• **Exercise details**
Copy out the stretch from "Be afraid of stories, be" through "gender, and sexuality." in the essay on Before Watchmen, keeping every word and punctuation mark as it stands.

Be afraid of stories, be afraid of storytellers. They are only trying to lie to you. (The Last War in Albion Book Two, Part Seven: Before Watchmen: Silk Spectre)
Previously in The Last War in Albion: Before Watchmen: Minutemen did some mildly interesting technical things with the form, but was frustratingly vapid in its portrayal of race, gender, and sexuality.
As with race, the real problem here is a lack within the book; it is, in the end, pretty much only interested in white men. And, of course, this is a complaint that can readily be leveled at Watchmen as well: essentially all of its non-white characters are supporting characters who are killed in the book’s climax, and women are thoroughly marginalized within its plot, which also focuses almost exclusively on white men. These are well-trod and valid criticisms of Watchmen. What is baffling and disappointing, however, is that Cooke, a writer who got the job largely on the back of his historically-grounded previous take on the time period in which it’s set, repeated the errors. Especially given the extent to which Cooke retcons out large swaths of Under the Hood. To go to great lengths to revise Watchmen only to, in the end, uncritically reiterate its flaws is, to say the least, a disappointment.
Figure 860: Before Watchmen: Silk Spectre also featured the worst of Jim Lee’s generally execrable variant covers for the series. |
At least some of these problems are addressed by Cooke’s other Before Watchmen series, Before Watchmen: Silk Spectre. The book’s racial politics are still deeply imperfect, with the overwhelming majority of non-white characters being villains, as are its gender politics. But there’s at least an evident investment in the latter, and one that came into the book’s conception quite early. Cooke made the presence of artist and co-writer Amanda Conner a precondition for taking on the book, on the grounds that, as he puts it, “I didn’t feel like I could convincingly write a young girl at that point in her life.” The breakdown of work appears to be that Cooke came up with the basic plot, and that Conner did actual page breakdowns (Cooke explicitly credits her with the decision – unique among the Before Watchmen artists – to work entirely within the nine-panel grid) and a lot of the nuance.

• **Dataset records**
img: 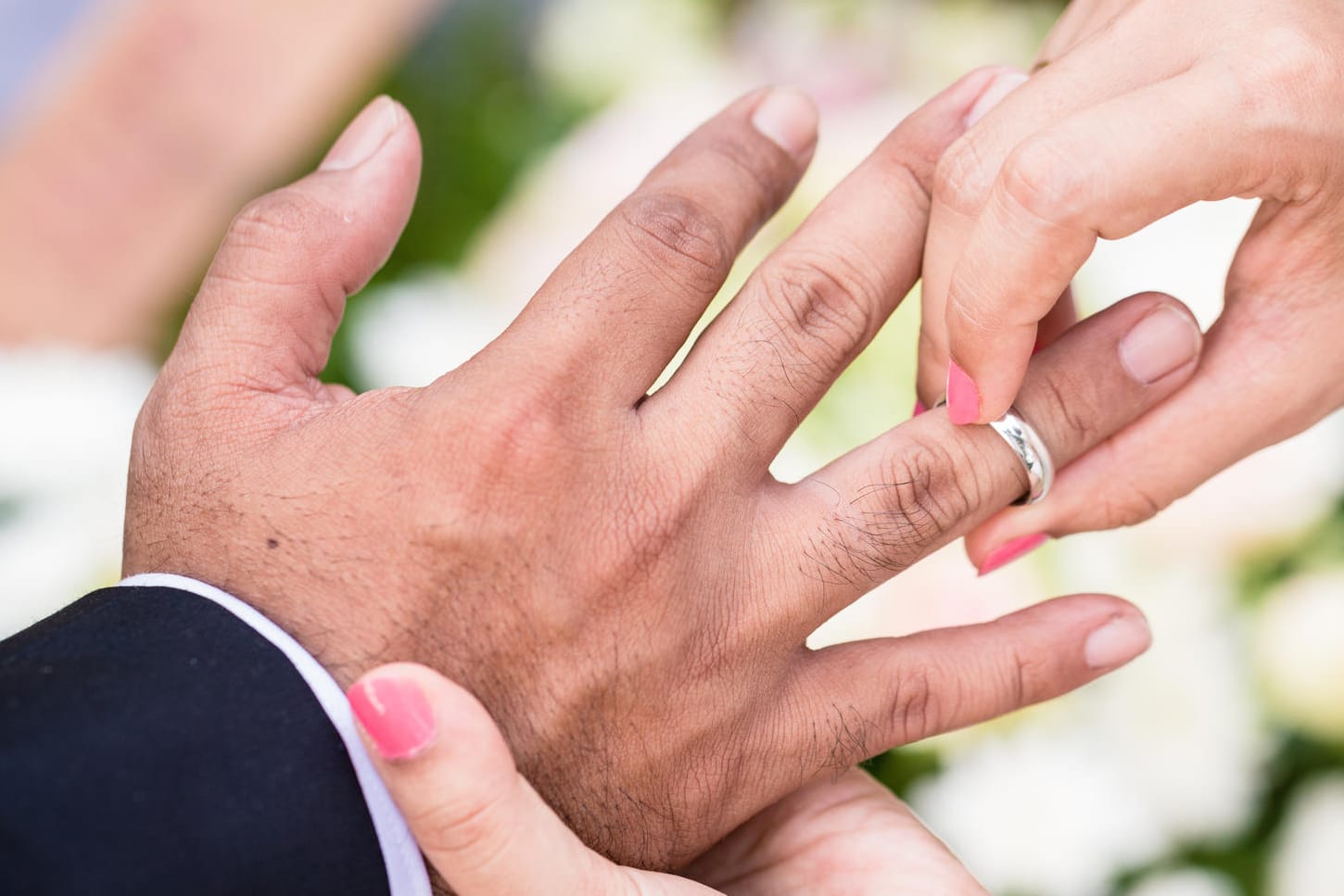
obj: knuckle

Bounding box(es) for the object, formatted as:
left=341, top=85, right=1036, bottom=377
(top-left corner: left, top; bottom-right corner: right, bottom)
left=1028, top=376, right=1106, bottom=457
left=1231, top=24, right=1338, bottom=104
left=226, top=189, right=328, bottom=250
left=932, top=132, right=995, bottom=218
left=1102, top=480, right=1168, bottom=529
left=618, top=194, right=734, bottom=293
left=764, top=257, right=881, bottom=360
left=467, top=389, right=570, bottom=481
left=1000, top=134, right=1084, bottom=224
left=809, top=442, right=982, bottom=586
left=1000, top=646, right=1049, bottom=712
left=884, top=439, right=982, bottom=539
left=887, top=669, right=946, bottom=744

• **Exercise response**
Be afraid of stories, be afraid of storytellers. They are only trying to lie to you. (The Last War in Albion Book Two, Part Seven: Before Watchmen: Silk Spectre)
Previously in The Last War in Albion: Before Watchmen: Minutemen did some mildly interesting technical things with the form, but was frustratingly vapid in its portrayal of race, gender, and sexuality.